**DIRECTIONS**
Write out the whole listing word for word.

┌─ DATA LINES

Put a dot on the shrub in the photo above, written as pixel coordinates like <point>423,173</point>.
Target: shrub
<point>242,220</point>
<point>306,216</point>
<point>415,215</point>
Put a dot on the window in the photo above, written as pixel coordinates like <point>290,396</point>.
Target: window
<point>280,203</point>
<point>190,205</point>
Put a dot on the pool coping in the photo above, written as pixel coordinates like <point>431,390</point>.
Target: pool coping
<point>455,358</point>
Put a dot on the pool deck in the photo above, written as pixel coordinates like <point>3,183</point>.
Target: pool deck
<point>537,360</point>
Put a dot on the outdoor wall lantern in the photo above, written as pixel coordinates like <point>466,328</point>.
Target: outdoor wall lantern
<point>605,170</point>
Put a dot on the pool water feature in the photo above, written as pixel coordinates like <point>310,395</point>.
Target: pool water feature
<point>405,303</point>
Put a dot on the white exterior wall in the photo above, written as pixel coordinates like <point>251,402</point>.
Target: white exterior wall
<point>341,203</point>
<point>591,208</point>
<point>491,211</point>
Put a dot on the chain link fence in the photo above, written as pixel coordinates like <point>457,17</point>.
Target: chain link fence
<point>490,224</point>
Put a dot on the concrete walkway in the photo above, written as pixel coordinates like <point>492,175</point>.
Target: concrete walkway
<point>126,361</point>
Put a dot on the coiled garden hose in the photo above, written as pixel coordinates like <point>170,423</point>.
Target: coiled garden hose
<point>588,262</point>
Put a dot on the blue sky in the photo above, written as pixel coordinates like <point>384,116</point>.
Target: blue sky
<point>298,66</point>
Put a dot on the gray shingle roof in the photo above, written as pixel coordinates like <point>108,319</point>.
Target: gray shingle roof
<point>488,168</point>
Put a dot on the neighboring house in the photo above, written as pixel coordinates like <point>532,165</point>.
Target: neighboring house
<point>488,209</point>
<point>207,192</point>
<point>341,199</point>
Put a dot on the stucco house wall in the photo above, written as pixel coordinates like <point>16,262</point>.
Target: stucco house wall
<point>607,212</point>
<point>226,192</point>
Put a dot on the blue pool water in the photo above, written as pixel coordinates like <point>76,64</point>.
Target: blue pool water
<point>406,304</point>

└─

**TASK RESPONSE**
Put a dot on the shrub in the photo above, written as pixel coordinates like <point>423,173</point>.
Target: shrub
<point>242,220</point>
<point>306,216</point>
<point>415,215</point>
Put a dot on the window in the photo above, written as pixel coordinates like <point>290,396</point>.
Target: window
<point>280,203</point>
<point>190,205</point>
Put a dot on the pool coping in the photo above, written as pixel coordinates like <point>431,390</point>.
Target: pool coping
<point>455,358</point>
Put a dot on the pool deck in the photo above, written as pixel coordinates like <point>3,183</point>.
Target: pool deck
<point>537,360</point>
Put a dot on the outdoor wall lantern in the photo above, written as pixel coordinates like <point>466,328</point>.
Target: outdoor wall lantern
<point>605,170</point>
Put a dot on the pool water feature in the photo above, written as pixel coordinates like <point>310,395</point>.
Target: pool water feature
<point>405,303</point>
Put a dot on the white exterior wall in the photo above, written as pixel coordinates like <point>251,402</point>.
Target: white exterior wall
<point>341,203</point>
<point>591,208</point>
<point>491,211</point>
Put a dot on the chain link fence in the photo above, written as pixel coordinates like <point>457,17</point>.
Target: chain link fence
<point>490,224</point>
Put a dot on the concrete walkway in the photo above, written as pixel coordinates like <point>492,175</point>.
Target: concrete walkway
<point>126,361</point>
Put a dot on the coiled garden hose in the photo above, written as pixel coordinates like <point>170,423</point>.
Target: coiled garden hose
<point>588,262</point>
Put a dot on the blue sky in the photo above, written as pixel coordinates like <point>384,116</point>.
Target: blue sky
<point>298,66</point>
Put a dot on the gray shingle roof in the photo above, written as pixel coordinates like <point>108,319</point>.
Target: gray shingle roof
<point>488,168</point>
Put a dot on the neighboring house in the photo above, written as pixel coordinates like <point>532,165</point>.
Target: neighboring house
<point>488,209</point>
<point>207,192</point>
<point>341,199</point>
Put a dot on the stucco house wall in the photo above, written as pixel coordinates like <point>16,262</point>.
Target: stucco house wall
<point>607,212</point>
<point>226,192</point>
Put a dot on the blue pool water in the photo above, written as pixel coordinates like <point>76,64</point>.
Target: blue pool water
<point>406,304</point>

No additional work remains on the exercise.